Given problem: Reproduce verbatim the part of the items below that opens with the line containing "In this exercise you will label every instance of the small" and closes with the line containing "x=27, y=265", including both of those lines.

Exercise materials:
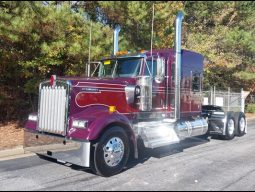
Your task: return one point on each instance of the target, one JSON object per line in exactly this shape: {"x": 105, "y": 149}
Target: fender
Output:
{"x": 98, "y": 117}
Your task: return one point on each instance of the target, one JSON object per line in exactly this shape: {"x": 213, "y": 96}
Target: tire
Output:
{"x": 110, "y": 154}
{"x": 230, "y": 128}
{"x": 241, "y": 125}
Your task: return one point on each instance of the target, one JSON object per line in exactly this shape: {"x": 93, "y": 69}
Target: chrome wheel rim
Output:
{"x": 231, "y": 126}
{"x": 113, "y": 151}
{"x": 242, "y": 124}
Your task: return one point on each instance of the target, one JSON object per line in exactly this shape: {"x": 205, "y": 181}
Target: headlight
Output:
{"x": 80, "y": 124}
{"x": 32, "y": 117}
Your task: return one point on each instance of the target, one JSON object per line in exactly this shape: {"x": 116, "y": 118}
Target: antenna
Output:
{"x": 88, "y": 67}
{"x": 152, "y": 23}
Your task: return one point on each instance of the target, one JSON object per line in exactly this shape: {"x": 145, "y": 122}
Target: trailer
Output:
{"x": 153, "y": 96}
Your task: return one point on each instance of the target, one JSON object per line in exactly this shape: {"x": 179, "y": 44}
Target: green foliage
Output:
{"x": 38, "y": 39}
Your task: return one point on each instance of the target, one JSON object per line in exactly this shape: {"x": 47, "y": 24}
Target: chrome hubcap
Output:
{"x": 113, "y": 151}
{"x": 242, "y": 124}
{"x": 231, "y": 126}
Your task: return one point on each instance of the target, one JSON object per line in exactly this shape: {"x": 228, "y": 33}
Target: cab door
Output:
{"x": 155, "y": 67}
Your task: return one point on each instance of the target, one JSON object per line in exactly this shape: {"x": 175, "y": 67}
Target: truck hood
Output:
{"x": 95, "y": 80}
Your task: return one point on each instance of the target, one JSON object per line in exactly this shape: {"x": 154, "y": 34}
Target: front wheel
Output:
{"x": 241, "y": 126}
{"x": 111, "y": 152}
{"x": 230, "y": 128}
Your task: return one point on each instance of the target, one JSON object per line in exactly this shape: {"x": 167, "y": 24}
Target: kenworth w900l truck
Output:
{"x": 154, "y": 96}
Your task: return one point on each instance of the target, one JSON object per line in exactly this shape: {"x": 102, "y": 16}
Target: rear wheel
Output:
{"x": 230, "y": 128}
{"x": 111, "y": 152}
{"x": 241, "y": 125}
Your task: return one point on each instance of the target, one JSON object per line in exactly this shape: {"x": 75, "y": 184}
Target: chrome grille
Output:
{"x": 53, "y": 109}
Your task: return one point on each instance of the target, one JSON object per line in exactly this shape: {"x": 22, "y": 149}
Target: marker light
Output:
{"x": 32, "y": 117}
{"x": 80, "y": 124}
{"x": 112, "y": 109}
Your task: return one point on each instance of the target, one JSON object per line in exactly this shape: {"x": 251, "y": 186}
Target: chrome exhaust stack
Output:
{"x": 116, "y": 40}
{"x": 178, "y": 42}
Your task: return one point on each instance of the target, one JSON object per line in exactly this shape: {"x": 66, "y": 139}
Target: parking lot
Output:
{"x": 195, "y": 164}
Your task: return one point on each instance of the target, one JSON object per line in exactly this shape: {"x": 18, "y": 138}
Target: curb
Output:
{"x": 13, "y": 153}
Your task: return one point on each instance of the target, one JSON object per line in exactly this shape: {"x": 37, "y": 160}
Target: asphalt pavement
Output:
{"x": 195, "y": 164}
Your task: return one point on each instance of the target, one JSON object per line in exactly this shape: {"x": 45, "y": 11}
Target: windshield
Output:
{"x": 128, "y": 67}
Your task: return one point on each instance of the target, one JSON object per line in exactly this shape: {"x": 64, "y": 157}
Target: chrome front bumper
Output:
{"x": 65, "y": 151}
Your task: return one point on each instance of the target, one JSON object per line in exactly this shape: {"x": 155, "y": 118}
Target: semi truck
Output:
{"x": 153, "y": 96}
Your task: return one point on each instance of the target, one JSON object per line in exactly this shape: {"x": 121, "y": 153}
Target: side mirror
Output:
{"x": 160, "y": 70}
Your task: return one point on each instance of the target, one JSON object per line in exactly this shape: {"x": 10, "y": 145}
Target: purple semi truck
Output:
{"x": 153, "y": 96}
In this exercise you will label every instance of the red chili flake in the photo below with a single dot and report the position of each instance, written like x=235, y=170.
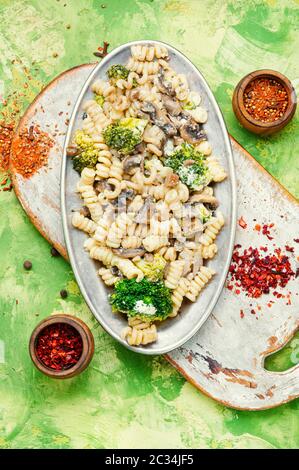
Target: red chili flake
x=242, y=223
x=59, y=346
x=6, y=134
x=266, y=231
x=8, y=188
x=265, y=99
x=256, y=274
x=30, y=151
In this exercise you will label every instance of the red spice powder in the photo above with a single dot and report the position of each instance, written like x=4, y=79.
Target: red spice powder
x=256, y=274
x=59, y=346
x=6, y=134
x=265, y=99
x=30, y=151
x=242, y=223
x=266, y=230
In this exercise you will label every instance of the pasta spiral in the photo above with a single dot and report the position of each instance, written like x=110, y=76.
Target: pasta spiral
x=140, y=52
x=83, y=223
x=174, y=273
x=140, y=336
x=108, y=278
x=199, y=282
x=208, y=252
x=212, y=229
x=216, y=170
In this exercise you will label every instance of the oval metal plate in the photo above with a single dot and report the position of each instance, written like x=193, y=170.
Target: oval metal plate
x=173, y=332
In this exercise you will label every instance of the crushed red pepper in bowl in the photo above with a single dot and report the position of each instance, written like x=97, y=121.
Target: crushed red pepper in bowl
x=265, y=99
x=59, y=346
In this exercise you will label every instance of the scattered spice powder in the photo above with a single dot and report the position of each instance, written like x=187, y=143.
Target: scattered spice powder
x=265, y=99
x=59, y=346
x=242, y=223
x=30, y=151
x=266, y=230
x=256, y=274
x=257, y=227
x=6, y=134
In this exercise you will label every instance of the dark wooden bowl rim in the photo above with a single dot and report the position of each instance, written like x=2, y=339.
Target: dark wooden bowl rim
x=87, y=340
x=285, y=82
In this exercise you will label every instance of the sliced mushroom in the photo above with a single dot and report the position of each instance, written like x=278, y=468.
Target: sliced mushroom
x=140, y=148
x=204, y=198
x=85, y=212
x=143, y=213
x=197, y=261
x=163, y=85
x=192, y=133
x=168, y=128
x=131, y=162
x=172, y=106
x=129, y=252
x=100, y=185
x=150, y=109
x=171, y=180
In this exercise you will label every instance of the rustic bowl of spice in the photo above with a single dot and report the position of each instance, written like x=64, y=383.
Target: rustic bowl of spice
x=264, y=101
x=61, y=346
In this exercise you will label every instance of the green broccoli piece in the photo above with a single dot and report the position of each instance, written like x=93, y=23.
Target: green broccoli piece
x=147, y=300
x=88, y=156
x=194, y=175
x=204, y=214
x=153, y=270
x=99, y=99
x=118, y=71
x=189, y=106
x=125, y=134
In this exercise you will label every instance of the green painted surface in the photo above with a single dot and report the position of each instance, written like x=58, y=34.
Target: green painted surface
x=124, y=399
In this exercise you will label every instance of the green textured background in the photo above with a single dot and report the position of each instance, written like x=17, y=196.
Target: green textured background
x=124, y=399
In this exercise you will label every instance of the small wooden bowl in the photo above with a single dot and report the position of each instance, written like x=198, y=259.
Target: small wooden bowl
x=87, y=340
x=259, y=127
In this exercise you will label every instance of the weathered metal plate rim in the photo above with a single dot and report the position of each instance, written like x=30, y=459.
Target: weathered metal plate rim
x=216, y=294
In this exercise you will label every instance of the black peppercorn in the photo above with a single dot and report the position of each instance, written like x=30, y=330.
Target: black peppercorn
x=63, y=294
x=27, y=265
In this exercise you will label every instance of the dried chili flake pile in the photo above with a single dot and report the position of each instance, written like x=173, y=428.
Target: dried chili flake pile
x=257, y=274
x=59, y=346
x=6, y=133
x=265, y=99
x=30, y=151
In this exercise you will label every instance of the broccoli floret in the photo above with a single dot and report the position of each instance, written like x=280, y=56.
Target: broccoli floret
x=89, y=156
x=153, y=270
x=194, y=175
x=124, y=134
x=204, y=214
x=147, y=300
x=189, y=106
x=118, y=71
x=99, y=99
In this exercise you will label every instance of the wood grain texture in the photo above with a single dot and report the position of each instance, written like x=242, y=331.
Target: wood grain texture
x=225, y=359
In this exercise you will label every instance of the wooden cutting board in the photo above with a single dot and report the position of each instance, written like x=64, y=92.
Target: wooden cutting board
x=225, y=359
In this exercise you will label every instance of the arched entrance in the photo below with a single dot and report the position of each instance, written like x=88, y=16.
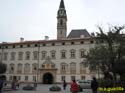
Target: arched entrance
x=48, y=78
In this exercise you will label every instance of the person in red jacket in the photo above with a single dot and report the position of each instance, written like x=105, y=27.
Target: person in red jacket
x=74, y=87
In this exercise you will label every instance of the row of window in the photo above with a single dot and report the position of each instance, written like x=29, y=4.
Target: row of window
x=26, y=78
x=44, y=44
x=27, y=54
x=64, y=67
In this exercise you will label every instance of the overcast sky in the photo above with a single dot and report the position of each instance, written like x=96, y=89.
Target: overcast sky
x=34, y=19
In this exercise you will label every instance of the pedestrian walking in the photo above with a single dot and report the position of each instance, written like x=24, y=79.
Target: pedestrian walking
x=64, y=84
x=94, y=85
x=74, y=87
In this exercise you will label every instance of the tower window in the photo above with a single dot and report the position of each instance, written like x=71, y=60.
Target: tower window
x=63, y=43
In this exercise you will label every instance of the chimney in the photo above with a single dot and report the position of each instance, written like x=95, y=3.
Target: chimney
x=46, y=38
x=21, y=39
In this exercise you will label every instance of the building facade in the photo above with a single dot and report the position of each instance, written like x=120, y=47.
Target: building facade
x=49, y=61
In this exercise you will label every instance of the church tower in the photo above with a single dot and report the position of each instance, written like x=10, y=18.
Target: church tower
x=61, y=21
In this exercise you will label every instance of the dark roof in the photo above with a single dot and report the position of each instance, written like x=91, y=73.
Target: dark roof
x=62, y=4
x=78, y=33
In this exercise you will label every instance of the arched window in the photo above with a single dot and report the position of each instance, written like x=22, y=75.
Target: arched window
x=27, y=68
x=61, y=22
x=27, y=55
x=35, y=55
x=11, y=68
x=72, y=53
x=63, y=68
x=34, y=67
x=72, y=68
x=53, y=54
x=19, y=68
x=44, y=54
x=63, y=54
x=82, y=53
x=13, y=54
x=20, y=56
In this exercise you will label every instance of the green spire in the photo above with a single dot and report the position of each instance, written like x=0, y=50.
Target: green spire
x=62, y=4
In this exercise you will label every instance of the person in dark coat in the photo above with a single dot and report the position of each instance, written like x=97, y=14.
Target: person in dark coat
x=94, y=85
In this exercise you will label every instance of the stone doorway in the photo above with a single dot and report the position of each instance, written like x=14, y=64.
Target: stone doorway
x=48, y=78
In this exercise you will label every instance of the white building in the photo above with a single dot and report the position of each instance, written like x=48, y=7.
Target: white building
x=49, y=61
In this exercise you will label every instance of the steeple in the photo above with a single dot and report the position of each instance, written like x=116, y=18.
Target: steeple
x=62, y=4
x=61, y=21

The output:
In this exercise you will label every instance of the small wooden bowl in the photo above with a single dot and report the position of each instance, written like x=198, y=259.
Target: small wooden bowl
x=87, y=340
x=259, y=127
In this exercise you will label every instance of the weathered metal plate rim in the photo above with a single dot and report the position of each instance, written like x=30, y=459.
Target: weathered metal plate rim
x=216, y=294
In this exercise you will label every instance of the black peppercorn in the photo above with a single dot and report the position of each instance, written like x=30, y=330.
Target: black peppercorn
x=63, y=294
x=27, y=265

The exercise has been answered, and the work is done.